GOAL OF THE EXERCISE: Pull out every line of the data below that contains the word "caravan".
....
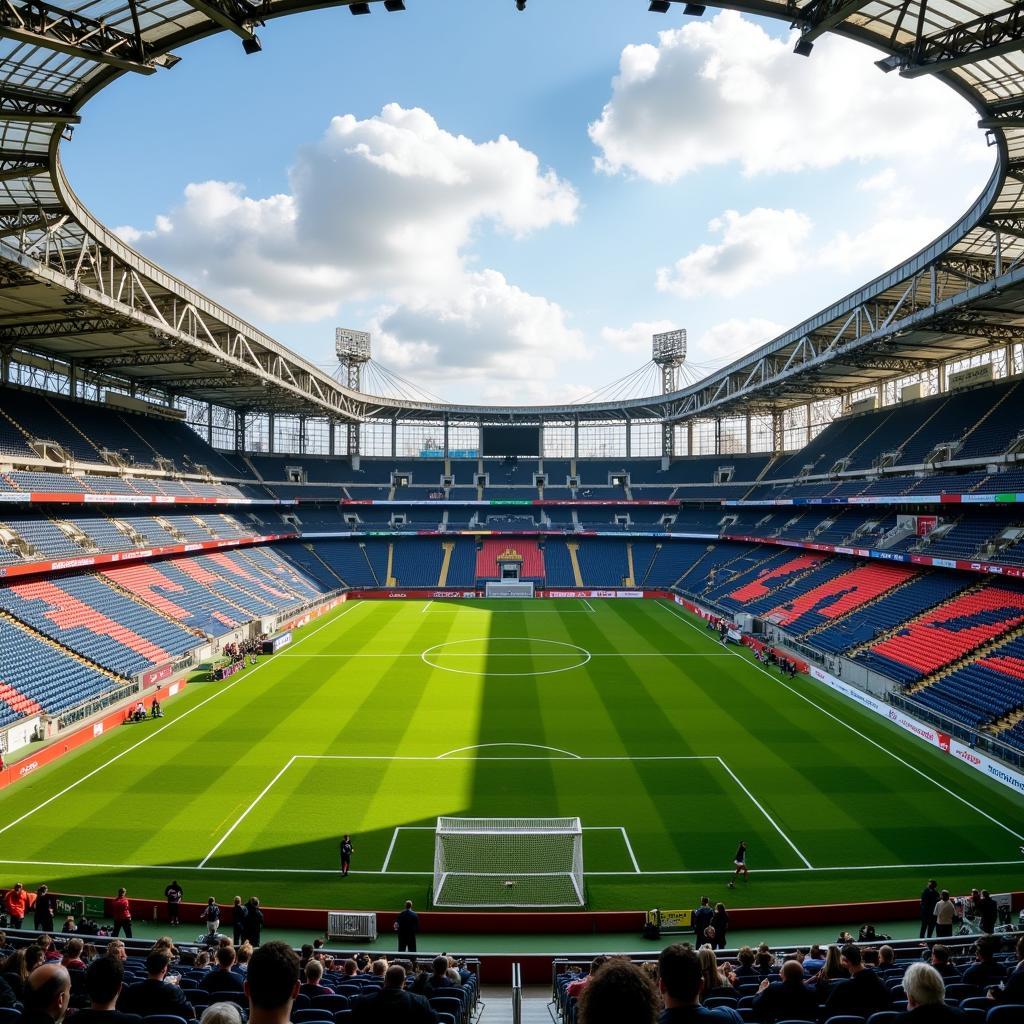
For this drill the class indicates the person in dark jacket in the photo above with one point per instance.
(863, 994)
(43, 909)
(928, 900)
(408, 926)
(239, 914)
(926, 992)
(155, 995)
(103, 981)
(254, 922)
(47, 994)
(785, 999)
(391, 1004)
(223, 979)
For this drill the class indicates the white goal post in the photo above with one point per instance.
(517, 589)
(508, 862)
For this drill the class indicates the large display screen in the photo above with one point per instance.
(510, 440)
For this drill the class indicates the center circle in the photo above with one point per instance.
(573, 655)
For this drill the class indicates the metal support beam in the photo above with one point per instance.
(981, 39)
(40, 24)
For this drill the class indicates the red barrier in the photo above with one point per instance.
(27, 766)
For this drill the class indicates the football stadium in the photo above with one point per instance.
(695, 673)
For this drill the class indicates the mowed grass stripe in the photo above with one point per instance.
(842, 801)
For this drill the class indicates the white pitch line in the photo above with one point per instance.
(771, 820)
(390, 849)
(173, 721)
(334, 870)
(245, 813)
(629, 849)
(836, 718)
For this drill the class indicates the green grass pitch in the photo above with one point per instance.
(386, 714)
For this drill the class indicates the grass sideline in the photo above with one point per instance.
(383, 715)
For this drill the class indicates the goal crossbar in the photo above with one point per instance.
(508, 862)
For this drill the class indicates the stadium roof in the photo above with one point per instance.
(71, 290)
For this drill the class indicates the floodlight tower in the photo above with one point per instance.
(352, 348)
(669, 351)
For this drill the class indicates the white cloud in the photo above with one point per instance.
(730, 339)
(384, 211)
(635, 339)
(755, 248)
(722, 90)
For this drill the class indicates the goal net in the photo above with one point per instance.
(508, 862)
(518, 589)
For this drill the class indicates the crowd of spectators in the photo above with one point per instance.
(225, 985)
(688, 984)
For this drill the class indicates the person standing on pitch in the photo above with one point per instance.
(740, 861)
(407, 925)
(345, 849)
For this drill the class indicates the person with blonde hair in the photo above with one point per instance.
(926, 992)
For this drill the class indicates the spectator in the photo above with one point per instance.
(239, 914)
(254, 922)
(8, 1000)
(42, 909)
(173, 894)
(121, 909)
(211, 914)
(435, 981)
(986, 970)
(47, 993)
(929, 898)
(15, 902)
(942, 963)
(681, 986)
(925, 994)
(223, 979)
(314, 973)
(1013, 987)
(620, 991)
(945, 911)
(155, 994)
(862, 994)
(103, 981)
(785, 999)
(73, 955)
(700, 919)
(720, 922)
(713, 978)
(988, 912)
(221, 1013)
(272, 983)
(390, 1004)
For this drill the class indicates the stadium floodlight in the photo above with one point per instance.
(508, 862)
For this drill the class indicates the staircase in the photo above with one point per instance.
(449, 549)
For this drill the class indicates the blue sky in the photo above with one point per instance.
(525, 270)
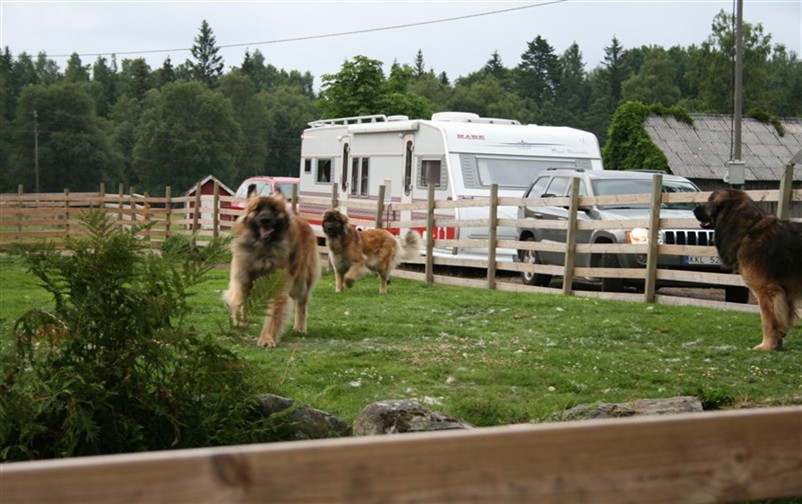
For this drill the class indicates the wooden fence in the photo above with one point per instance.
(711, 457)
(729, 456)
(27, 218)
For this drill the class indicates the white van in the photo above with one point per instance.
(460, 153)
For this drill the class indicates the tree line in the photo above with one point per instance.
(173, 125)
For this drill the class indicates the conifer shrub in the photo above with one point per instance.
(113, 367)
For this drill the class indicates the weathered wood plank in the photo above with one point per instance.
(691, 458)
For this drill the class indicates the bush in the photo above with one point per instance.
(113, 368)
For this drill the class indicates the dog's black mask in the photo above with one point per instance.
(332, 224)
(705, 219)
(269, 221)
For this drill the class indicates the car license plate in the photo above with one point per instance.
(701, 260)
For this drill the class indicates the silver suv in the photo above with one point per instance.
(557, 183)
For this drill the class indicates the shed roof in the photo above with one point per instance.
(224, 189)
(701, 151)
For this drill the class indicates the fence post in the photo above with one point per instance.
(19, 215)
(168, 207)
(67, 212)
(216, 210)
(132, 204)
(121, 194)
(430, 236)
(334, 198)
(786, 187)
(196, 212)
(570, 239)
(146, 215)
(650, 282)
(380, 207)
(492, 237)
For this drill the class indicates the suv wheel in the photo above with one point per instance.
(528, 277)
(611, 284)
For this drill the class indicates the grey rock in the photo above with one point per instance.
(398, 416)
(298, 421)
(672, 405)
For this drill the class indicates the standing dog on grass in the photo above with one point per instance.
(765, 250)
(351, 252)
(269, 238)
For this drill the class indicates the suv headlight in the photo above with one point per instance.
(640, 236)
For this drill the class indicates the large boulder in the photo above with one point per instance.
(297, 421)
(404, 415)
(671, 405)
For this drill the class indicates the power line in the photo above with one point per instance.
(328, 35)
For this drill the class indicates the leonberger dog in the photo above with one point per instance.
(766, 251)
(269, 237)
(353, 252)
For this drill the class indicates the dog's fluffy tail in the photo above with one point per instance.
(410, 245)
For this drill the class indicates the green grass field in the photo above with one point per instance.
(488, 357)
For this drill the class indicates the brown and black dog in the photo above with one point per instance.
(351, 252)
(766, 251)
(270, 238)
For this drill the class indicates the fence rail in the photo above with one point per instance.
(711, 457)
(31, 218)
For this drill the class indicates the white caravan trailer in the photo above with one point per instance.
(462, 154)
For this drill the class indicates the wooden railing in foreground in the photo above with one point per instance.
(729, 456)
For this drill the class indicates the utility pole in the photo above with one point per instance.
(735, 174)
(36, 148)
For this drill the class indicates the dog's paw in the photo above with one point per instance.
(266, 342)
(767, 347)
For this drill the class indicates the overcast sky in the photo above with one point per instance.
(456, 37)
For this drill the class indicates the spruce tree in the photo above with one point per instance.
(208, 65)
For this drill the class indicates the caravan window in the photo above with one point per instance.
(431, 172)
(515, 172)
(408, 169)
(359, 176)
(344, 177)
(323, 174)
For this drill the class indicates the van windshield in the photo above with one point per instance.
(619, 187)
(285, 188)
(515, 172)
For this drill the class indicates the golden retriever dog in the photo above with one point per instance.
(352, 252)
(268, 237)
(766, 251)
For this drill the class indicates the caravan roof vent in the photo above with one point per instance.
(455, 116)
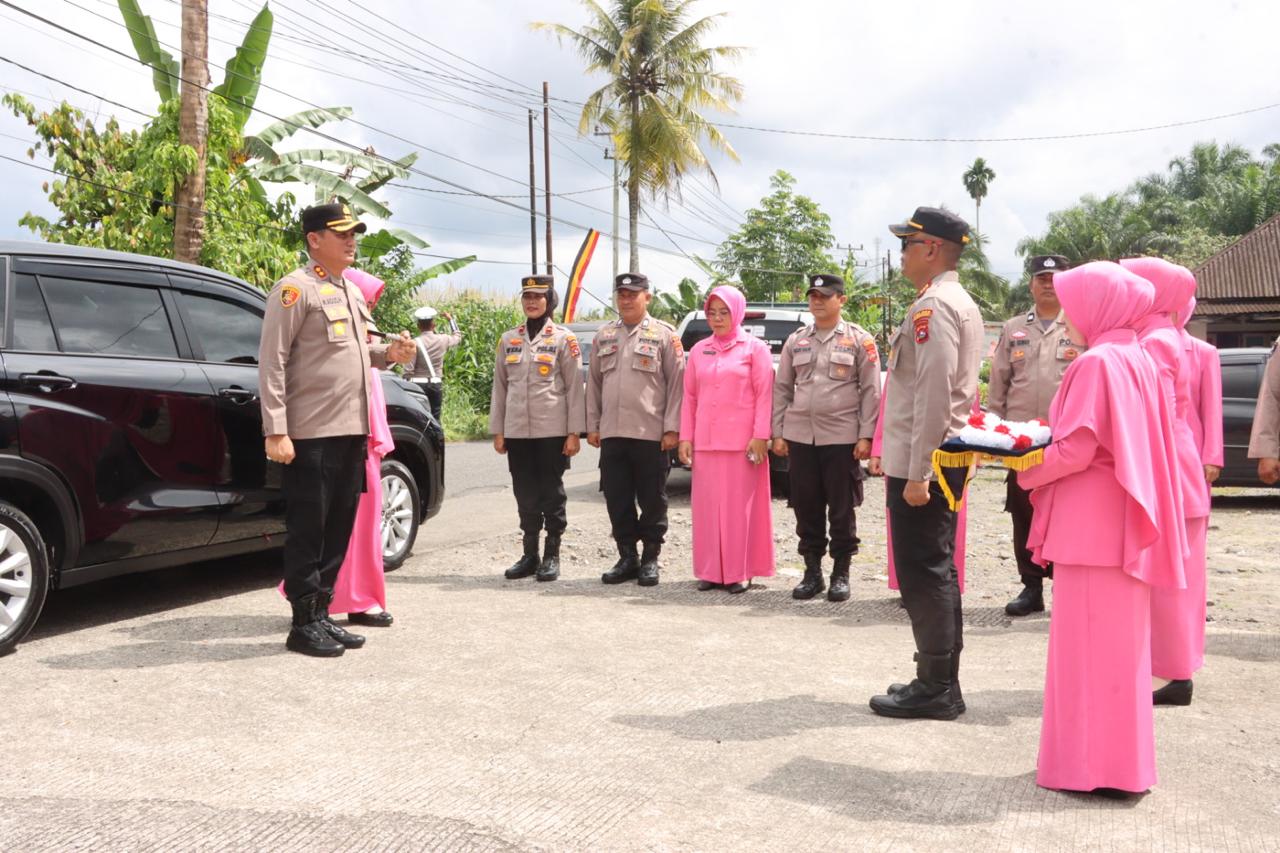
....
REPLY:
For this drill the class indicates the white caravan trailer in the photo above with one point per instance.
For this drill the class indicates the caravan window in the photo above with one point per instance.
For this drill the class indicates the caravan roof vent in the photo above with one point per instance.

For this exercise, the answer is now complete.